* begin Extracted information *
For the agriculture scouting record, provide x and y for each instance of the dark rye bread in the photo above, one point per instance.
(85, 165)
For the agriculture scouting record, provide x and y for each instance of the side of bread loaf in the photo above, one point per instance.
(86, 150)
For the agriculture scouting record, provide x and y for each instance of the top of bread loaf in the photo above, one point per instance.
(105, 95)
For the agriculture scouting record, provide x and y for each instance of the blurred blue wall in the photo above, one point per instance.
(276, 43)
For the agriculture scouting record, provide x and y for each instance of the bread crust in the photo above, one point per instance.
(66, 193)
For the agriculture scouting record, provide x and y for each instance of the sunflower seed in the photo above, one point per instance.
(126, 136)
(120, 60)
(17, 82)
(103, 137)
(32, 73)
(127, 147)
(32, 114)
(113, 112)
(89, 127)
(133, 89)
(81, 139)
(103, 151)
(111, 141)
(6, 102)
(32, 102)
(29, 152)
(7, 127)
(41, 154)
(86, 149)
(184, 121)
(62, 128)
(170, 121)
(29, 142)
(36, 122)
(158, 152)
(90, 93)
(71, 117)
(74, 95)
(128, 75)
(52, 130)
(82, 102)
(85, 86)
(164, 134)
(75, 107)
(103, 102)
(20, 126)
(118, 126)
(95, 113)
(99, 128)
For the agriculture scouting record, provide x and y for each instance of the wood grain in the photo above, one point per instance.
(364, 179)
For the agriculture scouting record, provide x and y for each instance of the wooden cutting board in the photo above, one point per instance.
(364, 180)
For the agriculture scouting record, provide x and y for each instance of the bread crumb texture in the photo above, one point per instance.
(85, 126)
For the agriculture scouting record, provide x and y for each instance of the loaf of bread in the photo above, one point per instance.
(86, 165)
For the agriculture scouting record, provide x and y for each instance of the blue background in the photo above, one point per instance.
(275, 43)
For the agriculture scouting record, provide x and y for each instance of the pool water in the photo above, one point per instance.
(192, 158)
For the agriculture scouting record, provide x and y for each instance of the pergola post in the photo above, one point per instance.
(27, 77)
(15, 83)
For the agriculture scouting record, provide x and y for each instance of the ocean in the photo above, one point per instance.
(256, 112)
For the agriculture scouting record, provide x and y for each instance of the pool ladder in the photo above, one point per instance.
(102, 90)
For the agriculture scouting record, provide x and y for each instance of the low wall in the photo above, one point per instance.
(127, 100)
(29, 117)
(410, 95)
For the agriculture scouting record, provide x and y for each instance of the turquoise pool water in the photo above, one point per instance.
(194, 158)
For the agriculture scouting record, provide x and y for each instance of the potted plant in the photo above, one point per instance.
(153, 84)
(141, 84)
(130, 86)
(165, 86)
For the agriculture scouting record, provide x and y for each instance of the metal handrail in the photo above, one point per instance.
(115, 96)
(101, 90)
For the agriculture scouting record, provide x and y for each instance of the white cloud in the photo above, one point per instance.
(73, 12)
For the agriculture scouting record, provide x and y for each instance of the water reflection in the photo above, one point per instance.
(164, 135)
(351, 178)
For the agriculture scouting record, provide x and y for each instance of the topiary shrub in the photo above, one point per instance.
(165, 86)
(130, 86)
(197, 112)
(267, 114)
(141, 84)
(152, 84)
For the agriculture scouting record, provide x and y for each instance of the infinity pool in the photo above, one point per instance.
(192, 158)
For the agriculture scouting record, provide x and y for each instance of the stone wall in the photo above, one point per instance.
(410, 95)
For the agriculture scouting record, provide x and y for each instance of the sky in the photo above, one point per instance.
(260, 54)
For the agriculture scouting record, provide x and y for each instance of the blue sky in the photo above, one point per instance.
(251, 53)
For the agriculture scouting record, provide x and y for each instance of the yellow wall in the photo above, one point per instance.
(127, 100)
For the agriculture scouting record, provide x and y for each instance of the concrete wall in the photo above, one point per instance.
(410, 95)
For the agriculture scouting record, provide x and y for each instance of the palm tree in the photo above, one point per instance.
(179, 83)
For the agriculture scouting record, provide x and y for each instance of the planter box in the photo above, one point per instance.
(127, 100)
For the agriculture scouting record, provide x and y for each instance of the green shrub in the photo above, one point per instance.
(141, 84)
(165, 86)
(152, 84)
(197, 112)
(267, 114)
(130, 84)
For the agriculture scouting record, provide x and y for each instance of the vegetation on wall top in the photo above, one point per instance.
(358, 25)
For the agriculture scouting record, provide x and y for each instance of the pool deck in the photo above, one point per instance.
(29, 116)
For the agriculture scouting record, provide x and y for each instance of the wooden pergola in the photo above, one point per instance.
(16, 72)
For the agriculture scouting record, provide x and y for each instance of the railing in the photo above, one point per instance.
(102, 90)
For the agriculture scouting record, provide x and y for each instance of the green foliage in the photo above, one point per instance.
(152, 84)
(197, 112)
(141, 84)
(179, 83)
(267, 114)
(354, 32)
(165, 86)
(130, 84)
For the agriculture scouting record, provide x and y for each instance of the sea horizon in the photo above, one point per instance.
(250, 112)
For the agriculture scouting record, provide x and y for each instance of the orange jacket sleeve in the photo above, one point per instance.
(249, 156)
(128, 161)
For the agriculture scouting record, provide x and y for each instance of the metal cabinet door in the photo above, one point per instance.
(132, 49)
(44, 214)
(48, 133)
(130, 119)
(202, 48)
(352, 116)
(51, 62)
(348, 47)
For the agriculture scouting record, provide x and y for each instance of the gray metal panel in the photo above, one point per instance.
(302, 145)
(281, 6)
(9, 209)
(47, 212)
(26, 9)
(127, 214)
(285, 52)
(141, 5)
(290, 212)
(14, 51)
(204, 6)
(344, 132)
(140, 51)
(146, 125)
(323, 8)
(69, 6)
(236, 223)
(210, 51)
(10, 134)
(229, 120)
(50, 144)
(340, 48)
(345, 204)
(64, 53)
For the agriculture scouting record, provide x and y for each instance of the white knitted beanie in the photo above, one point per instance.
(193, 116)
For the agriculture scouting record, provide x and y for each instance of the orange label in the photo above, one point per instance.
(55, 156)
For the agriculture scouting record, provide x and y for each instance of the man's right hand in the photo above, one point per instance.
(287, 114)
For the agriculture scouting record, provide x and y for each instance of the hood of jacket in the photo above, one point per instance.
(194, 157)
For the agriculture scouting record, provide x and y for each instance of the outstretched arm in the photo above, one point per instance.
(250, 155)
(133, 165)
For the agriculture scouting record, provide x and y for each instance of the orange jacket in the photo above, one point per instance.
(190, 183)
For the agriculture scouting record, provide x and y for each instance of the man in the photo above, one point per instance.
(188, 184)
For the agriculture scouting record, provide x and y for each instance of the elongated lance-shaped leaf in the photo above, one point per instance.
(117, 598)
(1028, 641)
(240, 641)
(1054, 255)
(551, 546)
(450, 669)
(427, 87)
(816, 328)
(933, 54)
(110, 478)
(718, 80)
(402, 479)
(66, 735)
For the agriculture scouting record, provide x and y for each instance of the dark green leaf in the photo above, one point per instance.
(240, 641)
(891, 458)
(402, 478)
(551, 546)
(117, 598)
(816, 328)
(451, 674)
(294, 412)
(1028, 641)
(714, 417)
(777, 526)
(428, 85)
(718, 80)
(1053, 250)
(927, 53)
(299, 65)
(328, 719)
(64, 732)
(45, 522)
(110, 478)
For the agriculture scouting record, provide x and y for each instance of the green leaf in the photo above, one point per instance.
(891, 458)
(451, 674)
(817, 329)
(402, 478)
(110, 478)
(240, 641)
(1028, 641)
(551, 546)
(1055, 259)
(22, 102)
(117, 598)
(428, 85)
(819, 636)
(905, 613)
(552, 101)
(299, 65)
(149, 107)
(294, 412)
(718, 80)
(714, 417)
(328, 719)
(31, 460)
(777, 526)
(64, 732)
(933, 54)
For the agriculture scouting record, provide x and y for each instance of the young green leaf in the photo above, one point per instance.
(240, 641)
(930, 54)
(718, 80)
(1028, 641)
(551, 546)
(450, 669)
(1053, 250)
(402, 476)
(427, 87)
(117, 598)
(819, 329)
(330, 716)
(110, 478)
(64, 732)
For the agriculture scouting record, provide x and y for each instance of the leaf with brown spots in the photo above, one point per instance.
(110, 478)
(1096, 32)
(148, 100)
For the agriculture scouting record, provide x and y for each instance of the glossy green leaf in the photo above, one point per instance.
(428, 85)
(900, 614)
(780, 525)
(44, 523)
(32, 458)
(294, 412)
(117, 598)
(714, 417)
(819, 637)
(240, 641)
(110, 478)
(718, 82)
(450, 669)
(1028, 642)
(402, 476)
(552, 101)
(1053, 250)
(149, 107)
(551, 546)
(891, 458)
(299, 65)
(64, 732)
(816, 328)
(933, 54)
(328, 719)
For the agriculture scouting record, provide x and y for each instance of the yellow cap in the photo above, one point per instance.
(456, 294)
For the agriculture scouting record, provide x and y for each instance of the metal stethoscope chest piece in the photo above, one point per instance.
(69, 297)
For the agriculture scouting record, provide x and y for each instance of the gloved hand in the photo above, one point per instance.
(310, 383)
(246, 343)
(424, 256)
* end Extracted information *
» What this task involves:
Can you rewrite the listing lines from the one containing "the metal stethoscope" through the end of the listing, swapping "agriculture scouting record" for "crop inspection record" and keeping everything else the same?

» Task response:
For the crop inspection record, provide x and y for each instance of the metal stethoscope chest piece in the photo above, one point per instance.
(69, 297)
For the crop inspection record, provide x and y for each instance of the gloved hand in the photo above, one point per instance.
(310, 383)
(246, 343)
(424, 256)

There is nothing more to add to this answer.